**Description of the task**
Leave the pictures out, and retype all of the material exactly as written.

(Entries from a pointing dataset)
= = = = =

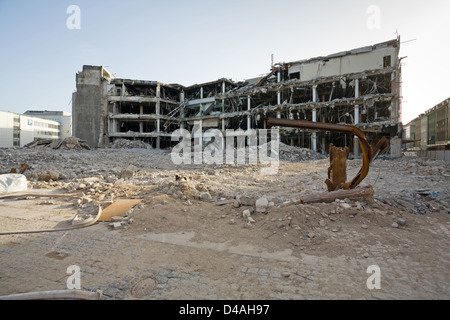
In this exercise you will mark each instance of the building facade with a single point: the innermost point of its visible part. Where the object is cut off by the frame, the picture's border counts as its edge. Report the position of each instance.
(63, 118)
(430, 130)
(17, 130)
(361, 87)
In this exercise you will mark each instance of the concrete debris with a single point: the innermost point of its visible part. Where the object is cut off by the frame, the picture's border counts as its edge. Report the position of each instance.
(128, 144)
(67, 143)
(12, 182)
(261, 205)
(294, 154)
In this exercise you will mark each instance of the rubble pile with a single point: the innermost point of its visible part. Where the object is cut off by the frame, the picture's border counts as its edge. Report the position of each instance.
(67, 143)
(128, 144)
(294, 154)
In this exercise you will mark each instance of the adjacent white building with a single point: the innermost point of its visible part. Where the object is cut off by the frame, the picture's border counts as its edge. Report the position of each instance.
(63, 118)
(17, 130)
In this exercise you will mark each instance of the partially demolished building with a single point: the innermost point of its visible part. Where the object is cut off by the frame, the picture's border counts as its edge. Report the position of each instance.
(361, 87)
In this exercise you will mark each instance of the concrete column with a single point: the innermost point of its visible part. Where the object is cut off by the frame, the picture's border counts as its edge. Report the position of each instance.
(158, 113)
(249, 124)
(223, 109)
(201, 104)
(356, 120)
(141, 124)
(182, 110)
(114, 124)
(278, 93)
(314, 134)
(314, 116)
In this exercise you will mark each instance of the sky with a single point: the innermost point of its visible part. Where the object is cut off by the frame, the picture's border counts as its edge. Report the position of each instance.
(43, 44)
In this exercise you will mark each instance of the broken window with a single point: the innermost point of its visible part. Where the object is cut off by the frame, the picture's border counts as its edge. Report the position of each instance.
(386, 61)
(294, 75)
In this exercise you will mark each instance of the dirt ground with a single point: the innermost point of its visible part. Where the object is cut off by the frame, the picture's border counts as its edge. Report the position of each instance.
(192, 238)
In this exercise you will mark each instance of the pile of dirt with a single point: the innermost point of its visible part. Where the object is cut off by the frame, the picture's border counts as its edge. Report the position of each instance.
(67, 143)
(128, 144)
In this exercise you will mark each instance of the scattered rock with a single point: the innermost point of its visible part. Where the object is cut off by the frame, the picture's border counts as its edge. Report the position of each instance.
(246, 214)
(246, 201)
(344, 205)
(261, 204)
(205, 196)
(401, 221)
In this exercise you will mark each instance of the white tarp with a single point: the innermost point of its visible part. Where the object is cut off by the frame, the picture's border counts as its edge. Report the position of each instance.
(12, 182)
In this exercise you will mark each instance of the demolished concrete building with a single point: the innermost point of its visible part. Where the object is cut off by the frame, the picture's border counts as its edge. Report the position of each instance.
(361, 87)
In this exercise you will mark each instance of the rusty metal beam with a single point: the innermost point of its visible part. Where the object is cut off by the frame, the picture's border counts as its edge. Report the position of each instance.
(365, 146)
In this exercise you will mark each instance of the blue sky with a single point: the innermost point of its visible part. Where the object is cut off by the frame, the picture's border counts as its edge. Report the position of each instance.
(197, 41)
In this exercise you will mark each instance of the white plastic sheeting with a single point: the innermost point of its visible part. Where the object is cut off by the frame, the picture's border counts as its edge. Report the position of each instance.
(12, 182)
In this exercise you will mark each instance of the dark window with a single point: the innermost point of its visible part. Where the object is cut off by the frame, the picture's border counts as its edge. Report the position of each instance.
(294, 75)
(386, 61)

= = = = =

**Right answer**
In this exercise you will mark each instance of the building facade with a single point: the innermost point of its visible part. Where the object is cut off by the frame, the picture's border counts as its edge. Report the position of each instance.
(63, 118)
(430, 130)
(17, 130)
(361, 87)
In this exercise you will mark each instance of the concrete debris with a single point: the innermost point of its visible part. Where the object is cut off by the frame, the picture's border counts as its edge. Report the position of each instance.
(128, 144)
(67, 143)
(12, 182)
(261, 205)
(294, 154)
In this exercise you will mark each instance of the rubble pile with a single point: the innermost point of its visible part. Where the object is cut off by the frame, the picture's border counts as its edge. Report the position of each instance.
(67, 143)
(128, 144)
(294, 154)
In this exercise you will mark each instance of the adjacent white building with a single point: the innermost point of its visible part. Where the object is cut off by the frame, the picture's border counts as its edge. Report the position of each instance.
(63, 118)
(17, 130)
In this exercise you will mark each instance of the partially demolished building with a single point: the innermost point of its visible part. Where the object is cut off by the frame, the picture's border counts as its edge. Report the position of each instance.
(361, 87)
In this exercise you will mark each instance of the concrete column with a single point: the innermost point of its visible part. Where the object is cut off by the frame, the picture's border counts as its edge. Report the position of each instance.
(158, 113)
(249, 124)
(223, 109)
(201, 104)
(356, 120)
(141, 124)
(182, 110)
(114, 124)
(278, 93)
(314, 134)
(314, 116)
In this exercise you will mark each instance of the sky with a single point: the innermost point of its visible part. Where the object is cut off by the frame, the picture's border counts as its edge. Report the position of each instance.
(43, 44)
In this exercise you will mark each instance of the broken window with a single point: the innermost point of its visible part. Where the object is cut off by the frame, the picture's border counts as its edge. Report the position of each instance.
(386, 61)
(294, 75)
In this exercise you will mark each instance of the dirt ground with a single point: the innermost point of its visible part. Where the object is cut off by the frame, the picture's border counts as its edge. Report the position of each instance.
(192, 238)
In this exercise you will mark each instance of the pile of dirt with a single point: the innermost point of its visible part. Where the object is cut off by the frame, the picture's border counts as its edge. Report the position of each instance.
(67, 143)
(128, 144)
In this exercise you will mark each instance of the scattered rock with a single point: the innermost point of its visible part. Where the object is cut off by the frame, the picture's border counts as its edge. Report the position of each instance.
(246, 214)
(246, 201)
(344, 205)
(261, 204)
(205, 196)
(401, 221)
In this exercise you will mark each instance of the white tarp with a single point: the innermost point of its visible part. Where the object is cut off by the frame, the picture's border counts as its edge. Report the position of each instance.
(12, 182)
In this exercise you will mark each instance of the demolished concrete building with a single point: the innermost point of its visible part. Where the object is cut off by the frame, the picture's border counts as its edge. Report the position of each instance.
(361, 87)
In this exercise you will mark each instance of the rusty metal beam with a single point: the innermost point of its visible part. Where the object is cut off by the frame, the picture's border counts as its edge. Report the position of each instance.
(365, 146)
In this exercise you will mark each instance of the blue sky with a single point: the innermost point of its visible part. Where the object is cut off by the frame, the picture's border counts as its edge. Report the position of each instance.
(197, 41)
In this exercise you will mark each instance of the white plastic sheeting with a single point: the innermost point of its visible part. Where the object is cut off by the frame, the picture's border counts as its edge. Report the position of each instance.
(12, 182)
In this exercise you will mark each instance of the dark window with a single point: the innermost point of its visible part. Where the object is cut off by the frame, the picture's border counts as its edge. Report the position of each instance.
(294, 75)
(386, 61)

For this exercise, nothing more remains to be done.